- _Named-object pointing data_

....................

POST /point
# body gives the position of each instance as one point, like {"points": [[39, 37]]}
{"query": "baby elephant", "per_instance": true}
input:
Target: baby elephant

....................

- _Prompt_
Rewrite all of the data above, replacing every occurrence of "baby elephant" with "young elephant" and leaving everything else unchanged.

- _Written answer_
POST /point
# body gives the position of each instance as one point, like {"points": [[39, 37]]}
{"query": "young elephant", "per_instance": true}
input:
Target: young elephant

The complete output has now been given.